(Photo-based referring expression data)
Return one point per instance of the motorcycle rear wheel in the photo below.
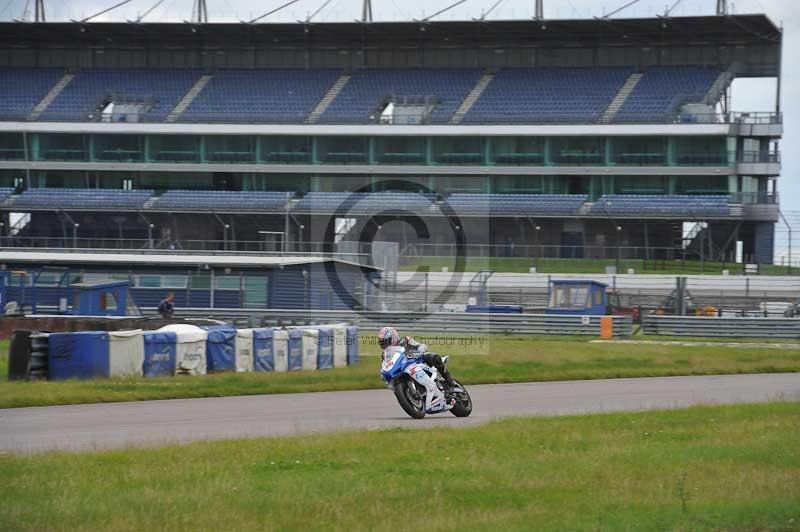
(409, 398)
(463, 406)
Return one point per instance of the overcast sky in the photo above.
(748, 94)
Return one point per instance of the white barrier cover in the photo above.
(244, 350)
(339, 346)
(280, 346)
(125, 353)
(190, 356)
(310, 348)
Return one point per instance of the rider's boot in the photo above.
(448, 379)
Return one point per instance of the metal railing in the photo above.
(359, 119)
(185, 247)
(722, 327)
(438, 322)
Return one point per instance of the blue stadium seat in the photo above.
(667, 205)
(23, 88)
(662, 90)
(367, 203)
(227, 200)
(87, 91)
(275, 95)
(547, 95)
(359, 99)
(516, 204)
(5, 192)
(76, 198)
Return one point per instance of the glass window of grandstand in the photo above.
(517, 150)
(641, 184)
(342, 150)
(286, 150)
(174, 148)
(577, 151)
(700, 151)
(701, 185)
(638, 151)
(458, 150)
(255, 291)
(118, 148)
(518, 184)
(276, 183)
(61, 179)
(12, 178)
(60, 147)
(400, 150)
(160, 281)
(230, 149)
(12, 147)
(342, 183)
(445, 185)
(401, 184)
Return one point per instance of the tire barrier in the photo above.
(179, 349)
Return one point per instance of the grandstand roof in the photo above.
(742, 29)
(734, 30)
(175, 258)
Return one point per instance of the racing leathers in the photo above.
(414, 348)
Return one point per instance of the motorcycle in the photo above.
(419, 388)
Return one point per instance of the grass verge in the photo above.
(476, 360)
(703, 468)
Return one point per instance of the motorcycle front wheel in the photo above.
(410, 399)
(463, 406)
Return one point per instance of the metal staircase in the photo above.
(187, 99)
(42, 106)
(478, 286)
(326, 100)
(471, 98)
(718, 88)
(619, 99)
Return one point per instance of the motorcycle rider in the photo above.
(388, 336)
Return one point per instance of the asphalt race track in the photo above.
(149, 423)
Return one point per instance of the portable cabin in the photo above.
(103, 298)
(575, 296)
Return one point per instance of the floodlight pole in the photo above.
(39, 11)
(200, 12)
(366, 11)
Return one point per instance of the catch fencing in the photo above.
(722, 327)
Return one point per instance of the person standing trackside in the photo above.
(166, 308)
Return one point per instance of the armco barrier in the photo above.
(440, 322)
(722, 327)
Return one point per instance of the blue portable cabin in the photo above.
(577, 296)
(103, 298)
(206, 281)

» Problem:
The records need to be restated word for word, minus any images.

» Output for this exercise:
Return one point per instance of the motorcycle rear wheel in the photo below.
(409, 398)
(463, 406)
Return one point per instance of the overcast sky in the photo above.
(748, 94)
Return one point per instance of the white barrier cover in the photo above.
(244, 350)
(339, 346)
(280, 346)
(125, 353)
(190, 356)
(310, 348)
Return one point per instance of the rider's boot in the photo above.
(448, 379)
Return one point per instance of the metal railing in the photo above.
(359, 119)
(185, 247)
(722, 327)
(438, 322)
Return one point per instance of the blue stadium seat in the photo above.
(667, 205)
(23, 88)
(662, 90)
(367, 203)
(227, 200)
(87, 91)
(275, 95)
(547, 95)
(359, 99)
(516, 204)
(5, 192)
(76, 198)
Return one point per instance of the glass window of grandstand in the photo above.
(517, 150)
(641, 184)
(342, 150)
(286, 150)
(174, 148)
(577, 151)
(700, 151)
(701, 185)
(638, 151)
(458, 150)
(255, 291)
(118, 148)
(518, 184)
(276, 183)
(61, 179)
(12, 178)
(60, 147)
(400, 150)
(160, 281)
(230, 149)
(12, 147)
(342, 183)
(445, 185)
(401, 184)
Return one point per instance of the tire barrier in the photo above.
(179, 349)
Return one point per instance of the grandstand roof in the photo above.
(742, 29)
(734, 30)
(175, 258)
Return one point per instance of the racing leathers in the photo above.
(414, 348)
Return one point per instance of the motorcycle in the photo above.
(419, 388)
Return one point per instance of the grass verge in the photo above.
(476, 360)
(703, 468)
Return one point per instance of the motorcycle front wheel in the photo above.
(410, 399)
(463, 406)
Return one point per instance of the metal staircase in the photo above.
(187, 99)
(42, 106)
(478, 286)
(326, 100)
(471, 98)
(718, 88)
(619, 99)
Return one point per instance of the motorcycle rider in the photo above.
(388, 336)
Return one point per instance of the asphalt race track in the photo above.
(149, 423)
Return one point per instance of the portable cabin in the photo above.
(103, 298)
(575, 296)
Return one point per instance of the floodlight pole in the photo above.
(39, 11)
(200, 12)
(366, 11)
Return one point per instance of the catch fencing in the photo above.
(722, 327)
Return one point per instance of the person standing trackside in the photo above.
(166, 308)
Return one point per instance of the armco barrier in the photo above.
(440, 322)
(722, 327)
Return one point per instance of the blue portable cabin in the photo above.
(577, 296)
(103, 298)
(206, 281)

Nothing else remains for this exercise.